§ **GEGEVEN TEKST**
· · · · · · ·
Er is geen aanwijzing voor de ’50 miljoen klimaatvluchtelingen tegen 2010’ die in 2005 met grote zekerheid door de Verenigde Naties werden voorspeld.

Koraalatollen zinken niet onder de zeespiegel, vele worden zelfs steeds groter.

Sterke wervelstormen in de VS nemen af.

Er is geen aanwijzing voor de geheel gefantaseerde zesde uitstervingsgolf’.

Klimaatmodellen hebben aan de lopende band een veel grotere opwarming voorspeld dan er in werkelijkheid plaats vond.

Dit hoeft niemand te verbazen – zelfs het IPCC heeft al lang geleden erkend dat klimaatvoorspellingen onmogelijk zijn:

Kortom, een strategie moet rekening houden met wat mogelijk is. Bij klimaatonderzoek en -modellering moeten we erkennen dat we te maken hebben met een gekoppeld niet-lineair chaotisch systeem en dat derhalve voorspelling van de toekomstige toestand van het klimaat op lange termijn niet mogelijk is”.
· · · · · · ·
§ **Gegevens uit een databron**

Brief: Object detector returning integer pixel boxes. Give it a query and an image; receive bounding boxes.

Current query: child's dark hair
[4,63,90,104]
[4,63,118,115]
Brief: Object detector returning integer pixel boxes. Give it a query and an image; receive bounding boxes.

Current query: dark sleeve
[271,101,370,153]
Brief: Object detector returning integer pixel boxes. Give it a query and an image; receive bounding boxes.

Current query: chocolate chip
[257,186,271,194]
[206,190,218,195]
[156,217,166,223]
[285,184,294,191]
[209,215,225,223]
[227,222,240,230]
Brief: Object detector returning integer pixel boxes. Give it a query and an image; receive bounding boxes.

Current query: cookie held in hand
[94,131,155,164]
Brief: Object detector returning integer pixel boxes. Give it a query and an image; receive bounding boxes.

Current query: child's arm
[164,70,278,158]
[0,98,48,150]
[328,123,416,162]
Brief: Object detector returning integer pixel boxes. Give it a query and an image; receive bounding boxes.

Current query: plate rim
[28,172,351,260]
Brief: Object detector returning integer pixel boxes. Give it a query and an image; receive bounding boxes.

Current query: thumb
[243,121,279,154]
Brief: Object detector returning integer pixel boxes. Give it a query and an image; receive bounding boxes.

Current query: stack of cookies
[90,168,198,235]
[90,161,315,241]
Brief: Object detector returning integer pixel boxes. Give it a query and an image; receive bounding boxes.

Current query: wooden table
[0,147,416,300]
· · · · · · ·
§ **WAT JE DOET**
1. Het citaat aan het eind van de tekst over het klimaat beschrijft het klimaat als een bepaald soort systeem. Noem alle bijvoeglijke woorden die daarbij voor dat systeem staan.
2. Beantwoord deze vragen over de tekst over het klimaat:
(a) Hoeveel klimaatvluchtelingen werden tegen 2010 voorspeld?
(b) Wat gebeurt er volgens de tekst met sterke wervelstormen in de VS?
(c) Welke organisatie heeft volgens de tekst erkend dat klimaatvoorspellingen onmogelijk zijn?
3. Schrijf de tekst over het klimaat verder vanaf het punt waar hij ophoudt.
De items staan los van de tekst over het klimaat.

§ **ANTWOORDEN**
1. gekoppeld, niet-lineair, chaotisch

2.
(a) 50 miljoen
(b) Ze nemen af.
(c) Het IPCC

3.
Derde evaluatierapport van het IPCC, De wetenschappelijke basis 14 2 2 2, p.774

Voorts waren alle weerrisico’s die door klimaatalarmisten op dramatische wijze worden voorspeld, altijd al aanwezig voor de mensheid – overstromingen, branden, hongersnood, droogte, hittegolven, orkanen, tornado’s, ze zijn allemaal zo oud als de wereld. We worden tegen de grillen van het weer door maar één ding beschermd: welvaart. Het zijn de armsten van de wereld die het grootste risico lopen op overstromingen, brand en hongersnood. Toen ik geboren werd, leefde driekwart van de wereld van minder dan 1,90 dollar per dag. Nu leeft minder dan 10% van de wereld in die omstandigheden.

Deze toename in welvaart is mogelijk gemaakt en aangewakkerd door één ding: energie; meestal in de vorm van fossiele brandstoffen.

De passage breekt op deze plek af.